If I'd bothered to get out of my pyjamas this morning, I might have taken a photo of myself spiking a football to illustrate today's post, because BAM. POTTY TRAINING ACHIEVED. FOR THE THIRD AND FINAL TIME.
The toddler program Ike attends promises to get everybody potty trained by age three, and for awhile I was willing to be patient and wait for the teachers to declare him "ready"...while even dreaming of the Mystical Potty Training Unicorn of Ike deciding to be "ready" all on his own.
But it turns out 2.5 years of diapering is my own personal limit of patience, and once it became clear that the only thing standing in our way was Ike's own stubbornness (i.e. His Royal Inherent Ikeness), I was like, "fuck this, I am down for a battle of wills, because my will is stronger and also I am bigger than you. SIT ON THE TOILET. DO YOUR BUSINESS. LOVE ME AND DESPAIR."
And in the end, that's really the secret to potty training: You have to want it more. Well, that and a lot of paper towels. And a solid couple days of singular, obsessive focus. And more paper towels. And finding the correct bribe incentive.
This was Ike's, by the way:
The Hulk (or "Da Whoolk") is Ike's favorite superhero — his other favorite character is Wreck-It Ralph, so I guess he's got a thing for comically over-sized hands and bodybuilder physiques? — and conveniently wears purple big boy underwear. We practiced putting Da Whoolk on the potty and made up a little story about him defeating dirty diapers and had him whip a prefold around like Loki.
(Thanks, Joss Whedon! I'm sure this is exactly what you had in mind when you filmed that scene. You are truly doing the Lord's work.)
And although things were still pretty shaky by yesterday morning, I sent him to school in underwear. Along with a big bag of extra clothing. Although I forgot to send in an extra pair of shoes.
(He peed on his shoes.)

◇ ◇ ◇ ◇

TASKS FOR THIS EXERCISE
a: Answer these questions from the potty-training post:
(i) By what age does Ike's toddler program promise to have everybody potty trained?
(ii) What color is the underwear that the Hulk wears?
(iii) What did the writer forget to send to school with Ike?
b: Continue the potty-training post from its last sentence.
The material after this point comes from a separate source, unrelated to the potty-training post.

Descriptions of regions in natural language
◇ ◇ ◇ ◇

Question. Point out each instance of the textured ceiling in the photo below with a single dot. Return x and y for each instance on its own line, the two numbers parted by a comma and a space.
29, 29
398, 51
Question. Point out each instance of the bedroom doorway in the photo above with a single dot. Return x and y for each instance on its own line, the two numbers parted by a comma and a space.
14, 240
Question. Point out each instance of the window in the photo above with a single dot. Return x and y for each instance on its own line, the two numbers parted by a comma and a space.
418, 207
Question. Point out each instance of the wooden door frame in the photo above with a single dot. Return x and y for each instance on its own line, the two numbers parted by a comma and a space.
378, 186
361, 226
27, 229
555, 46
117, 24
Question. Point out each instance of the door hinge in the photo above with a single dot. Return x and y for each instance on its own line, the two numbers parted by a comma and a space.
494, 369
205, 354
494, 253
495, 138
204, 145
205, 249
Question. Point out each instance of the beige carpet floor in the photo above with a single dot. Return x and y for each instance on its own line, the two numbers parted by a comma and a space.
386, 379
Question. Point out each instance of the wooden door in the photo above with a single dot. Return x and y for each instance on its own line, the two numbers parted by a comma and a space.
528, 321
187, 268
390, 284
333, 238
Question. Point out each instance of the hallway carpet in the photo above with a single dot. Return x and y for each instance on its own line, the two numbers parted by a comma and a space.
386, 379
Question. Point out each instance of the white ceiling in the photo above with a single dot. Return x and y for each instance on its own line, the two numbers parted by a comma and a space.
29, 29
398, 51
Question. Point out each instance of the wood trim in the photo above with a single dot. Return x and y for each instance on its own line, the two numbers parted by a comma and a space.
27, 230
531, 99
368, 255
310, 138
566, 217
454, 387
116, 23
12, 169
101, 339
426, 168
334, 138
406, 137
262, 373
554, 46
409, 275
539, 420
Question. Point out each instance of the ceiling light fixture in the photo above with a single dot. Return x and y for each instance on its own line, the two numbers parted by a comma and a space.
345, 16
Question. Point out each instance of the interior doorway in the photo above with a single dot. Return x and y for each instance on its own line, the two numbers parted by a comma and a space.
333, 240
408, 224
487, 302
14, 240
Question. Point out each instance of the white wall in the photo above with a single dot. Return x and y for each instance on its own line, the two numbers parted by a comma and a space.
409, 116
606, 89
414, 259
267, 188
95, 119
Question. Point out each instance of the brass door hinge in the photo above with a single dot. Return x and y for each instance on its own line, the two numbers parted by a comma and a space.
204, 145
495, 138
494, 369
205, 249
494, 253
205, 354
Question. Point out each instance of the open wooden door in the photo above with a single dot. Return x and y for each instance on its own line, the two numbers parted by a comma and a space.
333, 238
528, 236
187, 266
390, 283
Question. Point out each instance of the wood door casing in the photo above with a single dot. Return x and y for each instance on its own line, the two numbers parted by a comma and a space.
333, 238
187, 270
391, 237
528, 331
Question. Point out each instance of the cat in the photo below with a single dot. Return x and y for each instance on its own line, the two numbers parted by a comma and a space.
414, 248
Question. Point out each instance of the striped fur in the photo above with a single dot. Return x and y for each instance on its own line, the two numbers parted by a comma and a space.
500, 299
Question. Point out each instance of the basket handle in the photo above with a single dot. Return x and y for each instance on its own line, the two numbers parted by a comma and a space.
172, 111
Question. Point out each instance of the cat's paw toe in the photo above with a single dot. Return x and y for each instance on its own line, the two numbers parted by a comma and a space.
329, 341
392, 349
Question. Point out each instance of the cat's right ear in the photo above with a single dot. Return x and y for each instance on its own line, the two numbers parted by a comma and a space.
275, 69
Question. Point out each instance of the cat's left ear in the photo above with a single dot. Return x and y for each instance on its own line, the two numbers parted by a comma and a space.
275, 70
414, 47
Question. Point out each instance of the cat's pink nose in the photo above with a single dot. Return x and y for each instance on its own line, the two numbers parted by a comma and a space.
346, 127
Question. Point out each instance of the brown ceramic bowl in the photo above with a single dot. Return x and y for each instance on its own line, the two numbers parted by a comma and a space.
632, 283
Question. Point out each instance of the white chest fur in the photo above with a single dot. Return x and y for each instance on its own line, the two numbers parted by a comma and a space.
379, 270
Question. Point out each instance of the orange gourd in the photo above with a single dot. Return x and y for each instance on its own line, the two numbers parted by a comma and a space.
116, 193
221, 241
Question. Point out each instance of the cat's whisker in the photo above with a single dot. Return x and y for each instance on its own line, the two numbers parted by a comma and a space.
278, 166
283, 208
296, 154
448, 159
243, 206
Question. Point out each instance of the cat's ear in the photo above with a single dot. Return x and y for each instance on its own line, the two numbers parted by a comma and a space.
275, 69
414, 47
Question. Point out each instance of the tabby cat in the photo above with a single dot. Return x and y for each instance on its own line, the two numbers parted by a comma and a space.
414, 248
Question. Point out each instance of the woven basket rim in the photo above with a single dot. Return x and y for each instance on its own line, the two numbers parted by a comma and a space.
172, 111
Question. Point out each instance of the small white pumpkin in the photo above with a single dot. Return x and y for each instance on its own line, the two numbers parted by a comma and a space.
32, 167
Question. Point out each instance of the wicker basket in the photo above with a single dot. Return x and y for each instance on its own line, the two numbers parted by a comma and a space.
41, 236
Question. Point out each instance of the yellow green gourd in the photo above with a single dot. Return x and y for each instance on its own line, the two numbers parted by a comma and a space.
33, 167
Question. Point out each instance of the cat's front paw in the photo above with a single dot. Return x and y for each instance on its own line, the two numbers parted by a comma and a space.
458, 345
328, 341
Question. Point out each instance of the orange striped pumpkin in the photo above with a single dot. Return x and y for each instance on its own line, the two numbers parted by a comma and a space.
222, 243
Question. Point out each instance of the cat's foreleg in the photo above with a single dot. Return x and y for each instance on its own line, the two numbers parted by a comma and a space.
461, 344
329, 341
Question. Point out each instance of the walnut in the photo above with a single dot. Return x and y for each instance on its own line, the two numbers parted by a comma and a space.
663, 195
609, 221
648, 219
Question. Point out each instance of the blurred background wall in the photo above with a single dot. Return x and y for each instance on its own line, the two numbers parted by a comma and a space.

◇ ◇ ◇ ◇

ACTIVITY ANSWERS
a:
(i) By age three.
(ii) Purple.
(iii) An extra pair of shoes.

b:
That one accident at school was enough to break his will and award me the victory. He came home like, "Yeah, that was unpleasant and I would like that to not happen again. Please to be taking me to the toilet now." He has been absolutely on point ever since, Mystical Unicorn style.
HULK SMASH! WHIP YOUR UNDERPANTS BACK AND FORTH!
(I still sent in an extra pair of shoes today, because I am not completely delusional. But still: there's always that undeniable breakthrough moment with potty training when you realize that the worst is behind you — the "worst" being a kid who will sit on the potty and do nothing and then pee on the couch 30 seconds later out of sheer, blind spite. Now we've moved on to the in-between "practicing" stage, wherein I am required to prompt and remind my child of his bladder's existence every two minutes.)
(Tomorrow I will further mark this momentous occasion in raising semi-functional human beings with one final cloth diapering post. Cloth diapering toddlers, re-purposing stuff for training, what diapering purchases ended up being the most useful/valuable and all that. Thrilling, thrilling stuff, I'm sure. But then I'll shut up about cloth diapers forever.)
(Unless you send me a question about them at the Advice Smackdown. Then I will continue to talk your ear off, because OPINIONS.)